WHAT TO PRODUCE:
In the provided article about the California vaccination bill, by what margin did lawmakers vote in favor of SB 277?

PROVIDED PASSAGE:
—————
Vaccination Bill Hurdles Calif. Senate Committee

SACRAMENTO (CN) - California lawmakers voted 5-1 in favor of a bill that blocks parents from using a personal-belief exemption to refuse vaccinating their children.

Following the trend of the previous three hearings, Tuesday's hearing of the California Senate Judiciary Committee lasted over three hours and the Capitol was again packed with hundreds of SB 277 opponents dressed in red.

The usual suspense was missing from the hearing, however, as every Democrat on the committee had voted in favor of the bill on a prior committee or was a co-sponsor of the bill.

Tuesday's committee marks the third panel to advance the vaccination bill, and the Senate Appropriations Committee is the final vote before the bill heads to the Senate floor. The bill is almost assured of success in the Senate vote as it has already received yes votes from close to the 21 senators it would need to gain majority.

The committee praised the bill's authors, Sen. Richard Pan, D-Sacramento, and Sen. Ben Allen, D-Santa Monica, for adding amendments to home-schooling requirements and narrowing the required immunizations to the 10 diseases currently advocated by the California Department of Public Health.

SB 277 allows parents to forgo immunizations on any disease added to the immunization list in the future.

Current mandatory vaccinations include diseases like measles, mumps, tetanus, chicken pox and rubella.

Sen. Robert Hertzberg, D-Van Nuys, said the amendment should appease opponents who say drug companies will continue to pressure politicians into adding further immunizations.

"We do not have this long, open-ended issue and these perverse incentives," Hertzberg said.

While Tuesday's voting result was apparent to most, opponents from across California showed up in full force to testify against the bill.

Parents claiming to have vaccine-injured children, and even a world-champion mixed martial arts fighter told the committee that forcing vaccinations is wrong. UFC fighter Urijah Faber said he's unvaccinated and that he opposes SB 277.

Chairwoman Hannah Beth-Jackson, D-Santa Barbara, asked Sen. Pan about the large number of parents in attendance who claimed to have vaccine-injured children and what exactly the term describes.

Pan, a pediatrician, said the term is "not used by the medical field," and it's not always clear what "vaccine injured" means.

If passed, SB 277 will still allow parents to forgo immunizations for their children attending public schools, but they will have to obtain a medical exemption. Pan said that, if for some reason a child was denied a medical exemption, parents would have the ability to seek a second opinion.

Pan also refuted an opponent's claim that doctors will be tentative and scared to issue medical exemptions to patients out of fear of retribution by their employer. Pan testified that to his knowledge, there has never been a doctor in California who has lost his license because of issuing a false medical exemption for vaccinating a child and that he's given medical exemptions on occasion.
—————
INFORMATION:
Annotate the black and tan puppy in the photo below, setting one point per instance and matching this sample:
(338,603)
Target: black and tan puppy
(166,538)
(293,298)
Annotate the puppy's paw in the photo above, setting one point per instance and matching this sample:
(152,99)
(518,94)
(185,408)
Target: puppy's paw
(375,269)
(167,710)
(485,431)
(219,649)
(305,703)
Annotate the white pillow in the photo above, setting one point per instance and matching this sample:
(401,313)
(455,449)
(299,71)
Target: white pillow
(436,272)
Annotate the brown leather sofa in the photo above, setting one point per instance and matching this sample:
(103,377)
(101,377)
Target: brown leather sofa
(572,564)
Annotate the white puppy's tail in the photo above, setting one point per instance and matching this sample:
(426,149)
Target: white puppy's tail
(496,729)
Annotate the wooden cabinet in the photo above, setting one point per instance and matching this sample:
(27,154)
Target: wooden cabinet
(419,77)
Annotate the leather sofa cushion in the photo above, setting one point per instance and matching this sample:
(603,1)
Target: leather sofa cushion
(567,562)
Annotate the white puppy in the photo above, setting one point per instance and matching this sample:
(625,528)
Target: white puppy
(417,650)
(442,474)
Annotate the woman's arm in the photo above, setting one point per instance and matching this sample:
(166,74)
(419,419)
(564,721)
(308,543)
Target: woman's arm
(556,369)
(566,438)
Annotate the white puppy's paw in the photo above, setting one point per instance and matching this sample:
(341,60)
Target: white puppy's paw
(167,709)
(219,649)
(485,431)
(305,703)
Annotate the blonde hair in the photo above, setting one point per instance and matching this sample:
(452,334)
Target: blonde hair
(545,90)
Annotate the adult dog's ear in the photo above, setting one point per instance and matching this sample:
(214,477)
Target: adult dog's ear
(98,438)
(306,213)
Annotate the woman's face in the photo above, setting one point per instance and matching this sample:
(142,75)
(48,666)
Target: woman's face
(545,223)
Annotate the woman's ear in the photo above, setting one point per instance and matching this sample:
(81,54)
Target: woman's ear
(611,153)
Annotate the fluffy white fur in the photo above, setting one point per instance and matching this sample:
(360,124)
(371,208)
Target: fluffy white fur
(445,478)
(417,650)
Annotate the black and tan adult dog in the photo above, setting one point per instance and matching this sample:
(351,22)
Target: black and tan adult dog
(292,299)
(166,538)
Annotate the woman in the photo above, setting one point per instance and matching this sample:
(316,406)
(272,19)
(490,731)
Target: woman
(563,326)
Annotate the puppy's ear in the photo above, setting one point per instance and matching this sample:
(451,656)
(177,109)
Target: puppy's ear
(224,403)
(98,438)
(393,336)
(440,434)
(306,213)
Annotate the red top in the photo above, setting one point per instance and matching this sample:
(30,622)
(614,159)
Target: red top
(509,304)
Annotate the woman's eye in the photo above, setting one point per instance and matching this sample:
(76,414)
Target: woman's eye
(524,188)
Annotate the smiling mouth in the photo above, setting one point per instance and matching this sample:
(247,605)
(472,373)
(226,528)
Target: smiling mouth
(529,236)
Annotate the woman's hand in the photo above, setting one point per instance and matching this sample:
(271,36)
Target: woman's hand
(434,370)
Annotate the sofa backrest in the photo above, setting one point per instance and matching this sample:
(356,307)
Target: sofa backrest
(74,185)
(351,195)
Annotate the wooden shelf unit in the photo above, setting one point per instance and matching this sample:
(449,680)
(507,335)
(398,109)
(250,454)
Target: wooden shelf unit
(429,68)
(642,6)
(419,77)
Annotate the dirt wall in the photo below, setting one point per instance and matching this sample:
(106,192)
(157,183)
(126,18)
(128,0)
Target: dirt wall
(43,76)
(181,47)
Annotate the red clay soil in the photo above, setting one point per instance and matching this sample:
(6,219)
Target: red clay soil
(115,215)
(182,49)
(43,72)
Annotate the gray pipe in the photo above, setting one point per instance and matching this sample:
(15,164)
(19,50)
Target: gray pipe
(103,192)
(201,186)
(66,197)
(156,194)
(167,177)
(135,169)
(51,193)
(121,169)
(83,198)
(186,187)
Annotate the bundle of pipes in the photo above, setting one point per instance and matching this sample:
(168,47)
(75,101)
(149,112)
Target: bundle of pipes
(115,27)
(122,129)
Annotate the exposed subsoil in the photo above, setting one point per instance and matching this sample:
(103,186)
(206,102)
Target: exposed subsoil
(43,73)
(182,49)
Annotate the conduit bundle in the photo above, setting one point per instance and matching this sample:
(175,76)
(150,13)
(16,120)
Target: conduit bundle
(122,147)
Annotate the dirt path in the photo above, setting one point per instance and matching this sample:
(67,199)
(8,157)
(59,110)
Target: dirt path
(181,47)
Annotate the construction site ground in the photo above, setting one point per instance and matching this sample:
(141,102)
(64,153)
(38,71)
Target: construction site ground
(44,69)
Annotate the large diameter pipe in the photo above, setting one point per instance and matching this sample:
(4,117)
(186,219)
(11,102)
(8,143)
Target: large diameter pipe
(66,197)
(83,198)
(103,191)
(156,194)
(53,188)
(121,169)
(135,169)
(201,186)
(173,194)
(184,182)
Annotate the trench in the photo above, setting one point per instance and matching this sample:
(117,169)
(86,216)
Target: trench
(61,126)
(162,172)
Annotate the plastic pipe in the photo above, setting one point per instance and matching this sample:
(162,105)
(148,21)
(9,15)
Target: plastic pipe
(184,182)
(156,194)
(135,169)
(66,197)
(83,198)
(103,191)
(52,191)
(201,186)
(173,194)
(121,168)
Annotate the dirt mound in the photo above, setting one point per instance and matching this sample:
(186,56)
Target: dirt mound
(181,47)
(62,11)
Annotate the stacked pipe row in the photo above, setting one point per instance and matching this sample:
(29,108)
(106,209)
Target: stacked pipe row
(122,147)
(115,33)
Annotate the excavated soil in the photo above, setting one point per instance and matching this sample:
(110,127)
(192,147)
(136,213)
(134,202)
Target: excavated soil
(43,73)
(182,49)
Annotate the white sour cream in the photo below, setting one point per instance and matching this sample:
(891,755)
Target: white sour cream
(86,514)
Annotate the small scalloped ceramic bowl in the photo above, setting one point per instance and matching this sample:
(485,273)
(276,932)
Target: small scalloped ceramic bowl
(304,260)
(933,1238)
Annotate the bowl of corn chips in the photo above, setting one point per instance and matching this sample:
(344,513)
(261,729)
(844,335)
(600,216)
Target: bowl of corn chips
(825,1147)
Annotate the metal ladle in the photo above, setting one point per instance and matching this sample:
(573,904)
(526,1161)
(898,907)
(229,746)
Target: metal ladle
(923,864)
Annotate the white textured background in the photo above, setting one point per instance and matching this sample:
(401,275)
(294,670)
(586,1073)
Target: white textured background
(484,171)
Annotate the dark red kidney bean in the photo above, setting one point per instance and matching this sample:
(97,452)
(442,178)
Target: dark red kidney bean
—————
TASK OUTPUT:
5-1